- Source data
--- START ---
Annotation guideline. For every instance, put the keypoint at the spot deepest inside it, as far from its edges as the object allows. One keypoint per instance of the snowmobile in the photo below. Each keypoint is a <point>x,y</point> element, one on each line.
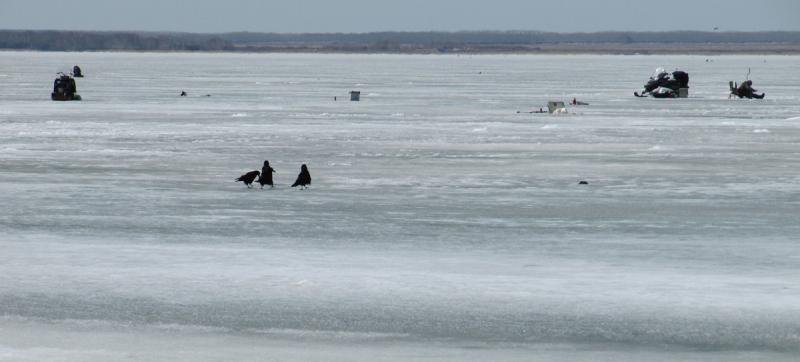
<point>664,85</point>
<point>744,90</point>
<point>64,89</point>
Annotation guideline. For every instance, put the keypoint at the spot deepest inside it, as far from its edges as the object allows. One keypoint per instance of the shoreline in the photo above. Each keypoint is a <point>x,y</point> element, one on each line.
<point>600,49</point>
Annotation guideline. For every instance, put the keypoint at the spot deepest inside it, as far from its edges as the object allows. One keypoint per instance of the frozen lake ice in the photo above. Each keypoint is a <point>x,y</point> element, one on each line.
<point>441,224</point>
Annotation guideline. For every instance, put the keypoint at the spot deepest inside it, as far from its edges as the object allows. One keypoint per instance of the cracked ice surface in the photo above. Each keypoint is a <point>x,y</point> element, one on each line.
<point>441,223</point>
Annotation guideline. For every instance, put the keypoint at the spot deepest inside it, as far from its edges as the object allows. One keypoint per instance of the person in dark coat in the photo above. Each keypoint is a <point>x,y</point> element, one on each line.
<point>746,90</point>
<point>304,178</point>
<point>248,178</point>
<point>266,175</point>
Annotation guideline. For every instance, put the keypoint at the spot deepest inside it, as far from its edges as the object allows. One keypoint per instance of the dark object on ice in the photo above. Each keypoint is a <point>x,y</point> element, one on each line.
<point>304,178</point>
<point>664,85</point>
<point>556,107</point>
<point>64,89</point>
<point>248,178</point>
<point>266,175</point>
<point>541,110</point>
<point>744,90</point>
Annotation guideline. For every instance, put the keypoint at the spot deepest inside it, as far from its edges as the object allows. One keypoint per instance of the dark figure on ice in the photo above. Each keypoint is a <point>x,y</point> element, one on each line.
<point>664,85</point>
<point>248,178</point>
<point>746,90</point>
<point>303,179</point>
<point>64,89</point>
<point>266,175</point>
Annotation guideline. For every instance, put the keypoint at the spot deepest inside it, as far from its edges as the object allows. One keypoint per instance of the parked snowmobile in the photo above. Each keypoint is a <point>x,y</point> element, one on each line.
<point>64,89</point>
<point>664,85</point>
<point>744,90</point>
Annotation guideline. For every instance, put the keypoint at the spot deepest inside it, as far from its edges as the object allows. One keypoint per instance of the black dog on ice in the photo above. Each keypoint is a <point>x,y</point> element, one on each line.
<point>304,178</point>
<point>248,178</point>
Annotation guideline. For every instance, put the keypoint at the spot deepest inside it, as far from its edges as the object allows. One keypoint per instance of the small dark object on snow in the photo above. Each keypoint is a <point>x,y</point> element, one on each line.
<point>662,85</point>
<point>745,90</point>
<point>266,175</point>
<point>303,179</point>
<point>248,178</point>
<point>64,89</point>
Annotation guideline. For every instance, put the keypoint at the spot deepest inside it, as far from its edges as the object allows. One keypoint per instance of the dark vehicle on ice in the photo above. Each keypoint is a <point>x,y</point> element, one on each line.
<point>665,85</point>
<point>64,89</point>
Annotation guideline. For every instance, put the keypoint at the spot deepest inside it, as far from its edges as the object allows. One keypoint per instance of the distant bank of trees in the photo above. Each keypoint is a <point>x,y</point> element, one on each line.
<point>399,42</point>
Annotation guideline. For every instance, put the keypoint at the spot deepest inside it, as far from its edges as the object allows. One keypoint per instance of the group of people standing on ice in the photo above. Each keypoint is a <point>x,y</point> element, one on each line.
<point>265,177</point>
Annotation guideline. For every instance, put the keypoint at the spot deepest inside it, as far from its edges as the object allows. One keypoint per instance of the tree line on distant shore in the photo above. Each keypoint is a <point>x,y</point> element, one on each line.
<point>418,42</point>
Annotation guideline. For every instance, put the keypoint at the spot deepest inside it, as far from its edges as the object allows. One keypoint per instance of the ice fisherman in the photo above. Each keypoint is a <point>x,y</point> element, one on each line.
<point>303,179</point>
<point>266,175</point>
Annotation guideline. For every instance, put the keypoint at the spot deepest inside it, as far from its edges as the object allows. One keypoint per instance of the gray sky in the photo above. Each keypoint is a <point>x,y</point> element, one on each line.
<point>401,15</point>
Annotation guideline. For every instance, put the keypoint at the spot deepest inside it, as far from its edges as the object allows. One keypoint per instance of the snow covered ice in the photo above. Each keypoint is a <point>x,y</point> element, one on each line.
<point>441,224</point>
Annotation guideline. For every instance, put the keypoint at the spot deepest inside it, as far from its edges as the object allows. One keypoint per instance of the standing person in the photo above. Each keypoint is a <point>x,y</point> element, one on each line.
<point>266,175</point>
<point>304,178</point>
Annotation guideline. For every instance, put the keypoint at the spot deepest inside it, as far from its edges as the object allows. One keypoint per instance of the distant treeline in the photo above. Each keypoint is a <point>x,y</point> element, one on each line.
<point>407,42</point>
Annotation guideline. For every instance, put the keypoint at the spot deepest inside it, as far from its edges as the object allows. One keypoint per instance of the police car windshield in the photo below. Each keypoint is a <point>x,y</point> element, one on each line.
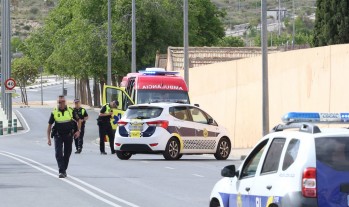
--- END ---
- PROBLEM DETAILS
The data must be repeated exactly. Any pictures in it are to be left out.

- ANSWER
Annotation guideline. For every instance, put the keypoint at the spot deepest inside it, as far from its edges as the object allows. One keypoint per instance of the snowmobile in the photo below. Each keypoint is a <point>x,y</point> element, one on each line.
<point>664,85</point>
<point>744,90</point>
<point>64,89</point>
Annotation guideline. For every instance, put the keypoint at the spot deepest inside it, as far from its edges as the object allows. One keypoint per instance of the shoreline in the photo above. Each keypoint is a <point>x,y</point> element, one on each line.
<point>600,49</point>
Annotation guideline. For every instance, put the keypoint at the spot deepest inside it, as far from its edges as the object allows. One keypoint per instance of the frozen lake ice in the photo above. Each keypoint is a <point>x,y</point> element, one on each line.
<point>441,224</point>
Annotation guideline. For every instance, put the keypoint at the spot deepest inside it, as far from its edges as the object allows. One keypoint per instance of the cracked ice surface in the photo above. Each keypoint is a <point>x,y</point> element, one on each line.
<point>441,223</point>
Annotation guideline. For every instance, put the keypoint at the spot deepest inside it, as far from its edges as the object allows. One keypoint per instance of the person in dark coat in the photo above. Each keypoint is a <point>x,y</point> element, one on each line.
<point>746,90</point>
<point>304,178</point>
<point>248,178</point>
<point>266,175</point>
Annotation guideline. For every instance, put the keypoint at the spot deepest inside it, as far from its edges as the object allows. One keypoint per instance of the dark object on ice in the photo above. Each keypoint is a <point>x,y</point> element, one on each line.
<point>304,178</point>
<point>664,85</point>
<point>556,107</point>
<point>64,89</point>
<point>248,178</point>
<point>266,175</point>
<point>541,110</point>
<point>744,90</point>
Annotation guideline. For every instance, put the keypoint at the spot deepest inside it, as far from its edges as the object allows. One keypoint per instance of the dark figure on ice in the photo above. Each keypoint is a <point>x,y</point> element, one on each line.
<point>664,85</point>
<point>248,178</point>
<point>746,90</point>
<point>303,179</point>
<point>64,89</point>
<point>266,175</point>
Annotation guideline. For every instance, put the keypoint at the spot deepest inside it, as far from its edges as the object allows. One keypoint per instance of the parked snowmobile in the photo above. Each keypoint is a <point>x,y</point> element, one on each line.
<point>64,89</point>
<point>664,85</point>
<point>744,90</point>
Annotation guideline. For every instance, put the keypoint at the spot deepest inside it, as far from its edges as the object allows. One keypoint per instance of the black dog on ice in the photo above. Each keypoint is a <point>x,y</point> element, one on each line.
<point>304,178</point>
<point>248,178</point>
Annotation guideline. For every instance, put the keypoint at the spot deepest inside it, as far from its edges as the object allows. One keypoint per instance of the small dark object on snow in the photo above. Each keypoint is a <point>x,y</point> element, one on each line.
<point>662,85</point>
<point>745,90</point>
<point>266,175</point>
<point>303,179</point>
<point>248,178</point>
<point>64,89</point>
Annotation guideline. For every instance, put the keypoint at the spot deepest inside it, as far from its edges as the object allows. One keypoint per instance of the dark vehicle on ice in the photo above. Each keypoint is a <point>x,y</point> element, one on each line.
<point>665,85</point>
<point>64,89</point>
Annotation guideline. For every instance, put the keypoint at the spot deepest inside it, as far from its edges as the object allows. One keypoint per instance of the distant bank of trees in the photo above. Each keypoint is a <point>x,y</point> element, one on each line.
<point>399,42</point>
Annotation guideline. For every instance, put the keypoint at the spot deepest inside it, as far from its edges as the object allows. One keypoint per instance of the group of people standing on ice in the photo above. Each keypoint is a <point>x,y</point> element, one on each line.
<point>265,177</point>
Annotation guideline. For every instance, put the keypoint at the spot deepest inside it, as far from its edges as the object allows. One keypoint per instance of the tree line on distant shore in the photo above. Each keypoint is a <point>x,y</point> element, one on each line.
<point>418,42</point>
Annotation guideline. For every instance, put the keypoint at the spot deepest inside it, as far from its edges as the object allows. One keypoint per instance of the ice fisherman in the photo above. Each keypoint is a <point>x,y</point> element, one on each line.
<point>303,179</point>
<point>266,175</point>
Annotation guideline. For every instance, put the keypoint at the spot deepest inside it, as far from its edges as the object allows. One keypoint per instance of the gray sky in the photo above. Each keypoint is a <point>x,y</point> element, one on each line.
<point>401,15</point>
Annotation guideline. For every instance, put the keypoint at the spot deepest inside it, as far from its edges as the object allows. One keypoint per instance of the snow covered ice in the photo above. Each keypoint is a <point>x,y</point> element, one on each line.
<point>441,224</point>
Annotation guideline. For every instance, put the keypoint at the spot deepest inside it, as far from its edges as the object allows. One keypoint per instance of the standing person in the photo above. Each keypoint is a <point>x,y</point> element, one on each line.
<point>266,175</point>
<point>304,178</point>
Annotation guideline. For every instance, put the keypoint at the spot deepest inside it, as far from its edges as the object allows. One keypoint per instance of the distant treeline in the photo above. Each keypoint is a <point>x,y</point> element, one on each line.
<point>407,42</point>
Annotation guideline. For every instance, put the keypoint at the spot deepest inside it, as far from its edges as the object allows. One keypoint per instance of the police car windshield in the photo below. Each keypoint is a <point>x,y</point> element, one on each line.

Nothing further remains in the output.